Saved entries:
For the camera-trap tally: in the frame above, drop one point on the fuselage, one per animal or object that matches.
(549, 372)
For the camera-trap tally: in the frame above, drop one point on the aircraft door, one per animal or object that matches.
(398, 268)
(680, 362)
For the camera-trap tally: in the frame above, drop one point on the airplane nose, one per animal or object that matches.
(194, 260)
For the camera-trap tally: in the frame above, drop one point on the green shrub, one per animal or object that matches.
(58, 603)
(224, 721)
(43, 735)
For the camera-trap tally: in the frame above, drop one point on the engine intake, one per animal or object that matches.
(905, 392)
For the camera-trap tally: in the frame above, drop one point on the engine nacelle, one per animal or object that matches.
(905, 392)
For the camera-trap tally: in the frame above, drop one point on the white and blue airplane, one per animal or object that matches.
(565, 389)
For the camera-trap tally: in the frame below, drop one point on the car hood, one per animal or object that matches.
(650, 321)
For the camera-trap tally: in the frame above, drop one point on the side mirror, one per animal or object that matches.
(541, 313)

Task directions: All of the data shown above should be printed exactly as given.

Exercise output:
For the camera-trap tally: in the frame above, drop one point on the fuselage, one per animal or object that matches.
(549, 372)
For the camera-trap tally: in the frame above, drop one point on the aircraft door, one per animal or object that matches.
(398, 268)
(680, 362)
For the camera-trap tally: in the frame above, drop one point on the airplane nose, one per animal or object that matches.
(194, 260)
For the camera-trap tally: in the frame above, drop one point on the green shrub, one per animal or object that matches.
(58, 603)
(224, 721)
(43, 735)
For the camera-trap tally: in the frame above, drop one point on the engine intake, one per animal or object that matches.
(905, 392)
For the camera-trap tally: in the frame above, drop one point on the engine nacelle, one per animal or object that matches.
(905, 392)
For the camera-trap tally: in the frame above, drop one point on the white and blue airplane, one per animal or object that matches.
(565, 389)
For the camera-trap tally: in the frame below, drop one point on the car hood, one per animal or object that matches.
(650, 321)
For the camera-trap tally: in the frame above, drop one point on the side mirror, one per animal or object that matches.
(541, 313)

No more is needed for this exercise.